→ **AUFGABEN**:
(A) Übernimm aus dem Text über den Segen Jakobs den Abschnitt von „Relief des Perserkönigs“ bis „verkleinert, Kontrast erhöht.“ buchstabengetreu.
(B) Beantworte zum Text über den Segen Jakobs diese Fragen:
(i) Unter welcher Lizenz steht das Bild des Reliefs?
(ii) In welchem Kapitel des Deuteronomiums steht der Segen des Mose?
(iii) Welche Bedeutung von ʿad kî halten die meisten Ausleger für kaum möglich?

→ **EXTRAHIERTER TEXT**:
....................
Relief des Perserkönigs Dareios I. mit Szepter und Lotusblüte (vermutl. im
Palast von Persepolis).–
Quelle:
Wikimedia.–
Urheber: Frank-Haf, 2017.–
Lizenz:
CC BY-SA 4.0.–
Bearbeitung: geringfügig beschnitten, verkleinert, Kontrast erhöht.
In Gen 49 prophezeit
der greise Jakob seinen Söhnen ihr weiteres Geschick. Nach dem ähnlich
gestalteten Segen des Mose in Dtn 33
spricht man auch hier gerne vom Segen Jakobs. Im Spruch für Juda
heißt es (V. 10):
לֹא־יָסוּר
שֵׁבֶט מִיהוּדָה
|
Nicht wird weichen ein Szepter von Juda |
וּמְחֹקֵק
מִבֵּין רַגְלָיו
|
und ein Herrscherstab von zwischen seinen Füßen, |
עַד כִּי־יָבֹא שִׁילֹה |
bis kommen wird Schilo; |
וְלֹו
יִקְּהַת
עַמִּים׃ |
und Völker werden ihm gehorchen (wörtl.: ihm [ist] Gehorsam von Völkern). |
Der Knackpunkt des Verses ist die Bedeutung des hebr. שִׁילֹה
šîlô. In vielen Handschriften ist es defektiv שׁלה
geschrieben. Das Qere – die masoretische „Randlesart“ – lautet
שׁילו. Abhängig davon, wie V. 10c gedeutet wird, wird
10d entweder als Fortführung des עַד כִּי ʿad kî
„bis dass“ verstanden oder als Fortführung von 10b. Einig sind sich die
meisten Ausleger darin, dass ʿad kî schwerlich „solange (als)“
bedeuten kann (wie es einige wenige Interpreten wiedergeben).
....................
→ **BEREITGESTELLTE DATEN**:
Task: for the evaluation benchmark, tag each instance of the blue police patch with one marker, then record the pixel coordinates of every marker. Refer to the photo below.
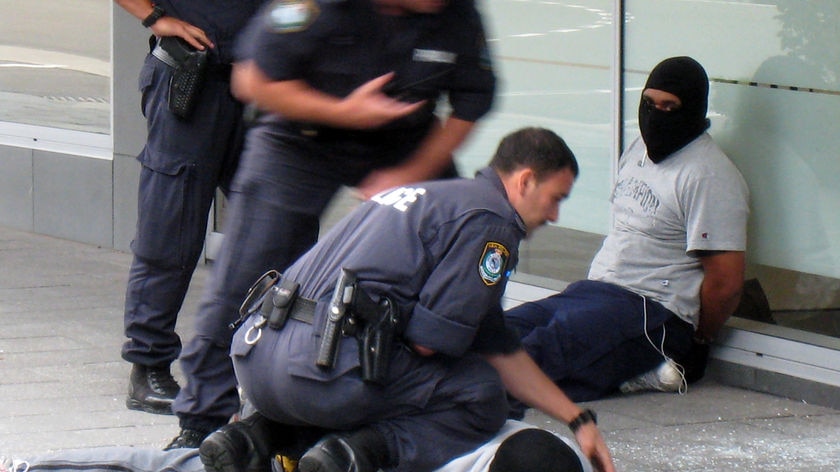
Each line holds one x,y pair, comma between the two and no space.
287,16
493,261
....................
→ **LÖSUNGEN**:
(A)
Relief des Perserkönigs Dareios I. mit Szepter und Lotusblüte (vermutl. im
Palast von Persepolis).–
Quelle:
Wikimedia.–
Urheber: Frank-Haf, 2017.–
Lizenz:
CC BY-SA 4.0.–
Bearbeitung: geringfügig beschnitten, verkleinert, Kontrast erhöht.

(B)
(i) CC BY-SA 4.0
(ii) Dtn 33
(iii) „solange (als)“